**WHAT IS EXPECTED:** Update all the items below by replacing each "Submission" with "Response", leaving everything else unchanged.

_ _ _ _ _ _ _

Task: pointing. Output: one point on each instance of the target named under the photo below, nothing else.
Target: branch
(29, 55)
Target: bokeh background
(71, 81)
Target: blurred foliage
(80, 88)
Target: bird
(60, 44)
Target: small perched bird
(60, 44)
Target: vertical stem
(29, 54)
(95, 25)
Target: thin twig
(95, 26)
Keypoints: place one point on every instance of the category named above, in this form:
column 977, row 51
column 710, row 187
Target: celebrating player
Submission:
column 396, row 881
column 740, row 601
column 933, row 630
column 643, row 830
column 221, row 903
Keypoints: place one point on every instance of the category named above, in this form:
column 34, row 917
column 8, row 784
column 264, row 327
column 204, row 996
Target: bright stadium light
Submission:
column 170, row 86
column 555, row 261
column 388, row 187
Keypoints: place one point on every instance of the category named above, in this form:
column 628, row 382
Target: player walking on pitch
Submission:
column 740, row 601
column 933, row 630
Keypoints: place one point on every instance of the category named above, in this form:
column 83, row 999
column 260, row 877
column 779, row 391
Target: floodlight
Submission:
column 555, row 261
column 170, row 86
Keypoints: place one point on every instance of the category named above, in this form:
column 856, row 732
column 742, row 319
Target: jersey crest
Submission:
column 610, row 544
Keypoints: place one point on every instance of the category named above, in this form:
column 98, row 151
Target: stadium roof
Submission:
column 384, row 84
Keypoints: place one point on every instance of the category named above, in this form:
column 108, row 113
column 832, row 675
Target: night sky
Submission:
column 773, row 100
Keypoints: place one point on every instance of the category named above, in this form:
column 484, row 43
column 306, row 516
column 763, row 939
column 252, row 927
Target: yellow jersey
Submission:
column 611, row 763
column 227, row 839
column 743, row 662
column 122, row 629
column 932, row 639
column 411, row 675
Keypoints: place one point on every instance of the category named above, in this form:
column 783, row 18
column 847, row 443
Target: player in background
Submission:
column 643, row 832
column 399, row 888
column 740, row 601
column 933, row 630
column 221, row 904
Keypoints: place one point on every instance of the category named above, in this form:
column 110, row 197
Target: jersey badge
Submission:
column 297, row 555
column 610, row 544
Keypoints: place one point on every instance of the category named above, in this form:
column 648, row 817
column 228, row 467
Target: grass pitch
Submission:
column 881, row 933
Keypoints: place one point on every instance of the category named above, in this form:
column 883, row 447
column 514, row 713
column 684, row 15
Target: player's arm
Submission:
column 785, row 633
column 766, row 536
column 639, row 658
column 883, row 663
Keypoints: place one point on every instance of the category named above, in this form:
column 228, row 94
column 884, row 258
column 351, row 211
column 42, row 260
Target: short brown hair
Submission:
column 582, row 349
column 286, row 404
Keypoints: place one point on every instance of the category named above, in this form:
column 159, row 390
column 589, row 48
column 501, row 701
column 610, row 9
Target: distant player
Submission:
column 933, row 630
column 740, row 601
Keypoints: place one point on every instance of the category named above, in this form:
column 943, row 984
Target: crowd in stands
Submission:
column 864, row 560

_ _ _ _ _ _ _

**FINAL RESULT:**
Task: pointing. Output: one point on each instance of the target named under the photo below, nothing else.
Target: branch
(29, 55)
Target: bokeh background
(71, 81)
Target: blurred foliage
(80, 88)
Target: bird
(60, 44)
Target: small perched bird
(60, 44)
Target: vertical stem
(29, 54)
(95, 25)
Target: thin twig
(95, 26)
Keypoints: place one point on every instance of the category named above, in this form:
column 977, row 51
column 710, row 187
Target: celebrating player
Response:
column 396, row 881
column 740, row 601
column 933, row 630
column 643, row 830
column 221, row 903
Keypoints: place one point on every instance of the category named above, in this form:
column 34, row 917
column 8, row 784
column 264, row 327
column 204, row 996
Target: bright stadium light
Response:
column 170, row 86
column 555, row 261
column 388, row 187
Keypoints: place one point on every instance of the category named above, in this form:
column 628, row 382
Target: player walking on pitch
Response:
column 740, row 601
column 933, row 630
Keypoints: place one point on every instance of the category named above, in this form:
column 83, row 999
column 260, row 877
column 779, row 391
Target: floodlight
Response:
column 555, row 261
column 170, row 86
Keypoints: place one point on every instance of the category named above, in this form:
column 856, row 732
column 742, row 319
Target: jersey crest
Response:
column 610, row 544
Keypoints: place one point on every instance of the category named above, in this form:
column 98, row 151
Target: stadium roof
Response:
column 384, row 84
Keypoints: place one point on every instance of the category named above, in this form:
column 108, row 113
column 832, row 675
Target: night sky
Response:
column 773, row 100
Keypoints: place one point on every instance of the category named above, in this form:
column 484, row 43
column 306, row 516
column 763, row 939
column 252, row 927
Target: yellow jersey
Response:
column 611, row 763
column 227, row 839
column 743, row 662
column 122, row 629
column 932, row 639
column 411, row 675
Keypoints: place one point on every instance of the category named above, in this form:
column 783, row 18
column 847, row 443
Target: player in background
Response:
column 643, row 832
column 399, row 888
column 740, row 601
column 933, row 630
column 221, row 904
Keypoints: place one point on every instance of the category named above, in this form:
column 110, row 197
Target: jersey badge
Response:
column 297, row 555
column 610, row 544
Keypoints: place one point on every instance of the category named above, in this form:
column 648, row 817
column 228, row 467
Target: grass pitch
Response:
column 881, row 933
Keypoints: place one point on every instance of the category named above, in this form:
column 883, row 447
column 514, row 713
column 684, row 15
Target: player's arm
Response:
column 785, row 633
column 766, row 536
column 639, row 658
column 883, row 663
Keypoints: place one point on every instance of the category named above, in this form:
column 228, row 94
column 884, row 258
column 351, row 211
column 42, row 260
Target: short brown hair
Response:
column 582, row 349
column 286, row 404
Keypoints: place one point on every instance of the category named above, in this form:
column 159, row 390
column 589, row 48
column 501, row 701
column 610, row 9
Target: distant player
Response:
column 933, row 630
column 740, row 601
Keypoints: place one point on every instance of the category named above, in this form:
column 943, row 984
Target: crowd in stands
Response:
column 864, row 560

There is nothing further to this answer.